**PROVIDED TEXT**
Section 3. Administration.
(a) Administration of Plan. The Plan shall be administered by the Committee which shall have the authority to construe and interpret the Plan, prescribe, amend and rescind rules relating to the Plan’s administration and take any other actions necessary or desirable for the administration of the Plan including, without limitation, adopting sub-plans applicable to particular Participating Subsidiaries or locations, which sub-plans may be designed to be outside the scope of Section 423 of the Code. The Committee may correct any defect or supply any omission or reconcile any inconsistency or ambiguity in the Plan. The decisions of the Committee shall be final and binding on all persons. All expenses of administering the Plan shall be borne by the Company. Notwithstanding anything in the Plan to the contrary and without limiting the generality of the foregoing, the Committee shall have the authority to change the minimum amount of Compensation for payroll deductions pursuant to Section 6(a), the frequency with which a Participant may elect to change their rate of payroll deductions pursuant to Section 6(b), the dates by which a Participant is required to submit an Enrollment Form pursuant to Section 6(b) and Section 10(a), and the effective date of a Participant’s withdrawal due to termination of employment or change in status pursuant to Section 11, and the withholding procedures pursuant to Section 19(m).
(b) Delegation of Authority. To the extent permitted by applicable law, the Committee may delegate to (i) one or more officers of the Company some or all of its authority under the Plan and (ii) one or more committees of the Board some or all of its authority under the Plan.
Section 4. Eligibility. In order to participate in an Offering, an Eligible Employee must deliver a completed Enrollment Form to the Company at least five (5) business days prior to the Offering Date (unless a different time is set by the Company for all Eligible Employees with respect to such Offering) and must elect their payroll deduction rate as described in Section 6. Notwithstanding any provision of the Plan to the contrary, no Eligible Employee shall be granted an option under the Plan if (i) immediately after the grant of the option, such Eligible Employee (or any other person whose stock would be attributed to such Eligible Employee pursuant to Section 424(d) of the Code) would own stock of the Company or hold outstanding options to purchase stock of the Company possessing five percent (5%) or more of the total combined voting power or value of all classes of stock of the Company or any Subsidiary or (ii) such option would permit such Eligible Employee’s rights to purchase stock under all employee stock purchase plans (described in Section 423 of the Code) of the Company and its Subsidiaries to accrue at a rate that exceeds twenty-five thousand dollars ($25,000) of the Fair Market Value of such stock (determined at the time the option is granted) for each calendar year in which such option is outstanding at any time, in accordance with the provisions of Section 423(b)(8) of the Code.
Section 5. Offering Periods. The initial Offering Period under the Plan shall commence on January 1, 2022 and end on June 30, 2022 (the “Initial Offering Period Period”). Following the completion of the Initial Offering Period, the Plan shall be implemented by a series of subsequent Offering Periods, each of which shall be six (6) months in duration, with new Offering Periods commencing on January 1 and July 1 of each year. The Committee shall have, prior to the commencement of a particular Offering Period, the authority to change the duration, frequency, start and end dates of the Offering Period (subject to a maximum Offering Period of twenty-seven (27) months).

**TASK TO COMPLETE**
Extend the employee stock purchase plan text, starting right after its final sentence.

**RAW DATA**
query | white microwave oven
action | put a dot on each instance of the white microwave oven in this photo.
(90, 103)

**REPLY TO THE EXERCISE**
Section 6. Participation.
(a) Enrollment; Payroll Deductions. An Eligible Employee may elect to participate in the Plan by properly completing an Enrollment Form, which may be electronic, and submitting it to the Company, in accordance with the enrollment procedures established by the Committee. Participation in the Plan is entirely voluntary. By submitting an Enrollment Form, the Eligible Employee authorizes payroll deductions from their paycheck in an amount equal to a percentage of at least one percent (1%) but up to fifteen percent (15%) of their Compensation on each payday occurring during an Offering Period (or such other amount as the Committee may establish from time to time before an Offering Period begins). Payroll deductions shall commence as soon as administratively practicable following the Offering Date and end on the latest practicable payroll date on or before the Purchase Date. The Company shall maintain records of all payroll deductions but shall have no obligation to pay interest on payroll deductions or to hold such amounts in a trust or in any segregated account. Unless expressly permitted by the Committee, a Participant may not make any separate contributions or payments to the Plan. For the avoidance of doubt, all payroll deductions during an Offering Period that are made under the Plan from a Participant’s Compensation shall be made on an after-tax basis.
(b) Election Changes. During an Offering Period, a Participant may increase or decrease their rate of payroll deductions applicable to such Offering Period only once during the applicable Offering Period (unless otherwise determined by the Committee) by submitting to the Company a revised Enrollment Form indicating their election to increase or decrease their rate of payroll deductions at least fifteen (15) days before the Purchase Date for such Offering Period. Any such increase or decrease shall be applied as soon as administratively possible, and only to payroll periods in such Offering Period that commence after such election is made. A Participant may increase or decrease their rate of payroll deductions for future Offering Periods by submitting a new Enrollment Form authorizing the new rate of payroll deductions at least fifteen (15) business days before the start of the next Offering Period.
(c) Automatic Re-enrollment. The deduction rate selected in the Enrollment Form shall remain in effect for subsequent Offering Periods unless the Participant (i) submits a new Enrollment Form authorizing a new level of payroll deductions in accordance with Section 6(b), (ii) withdraws from the Plan in accordance with Section 10, or (iii) terminates employment or otherwise becomes ineligible to participate in the Plan.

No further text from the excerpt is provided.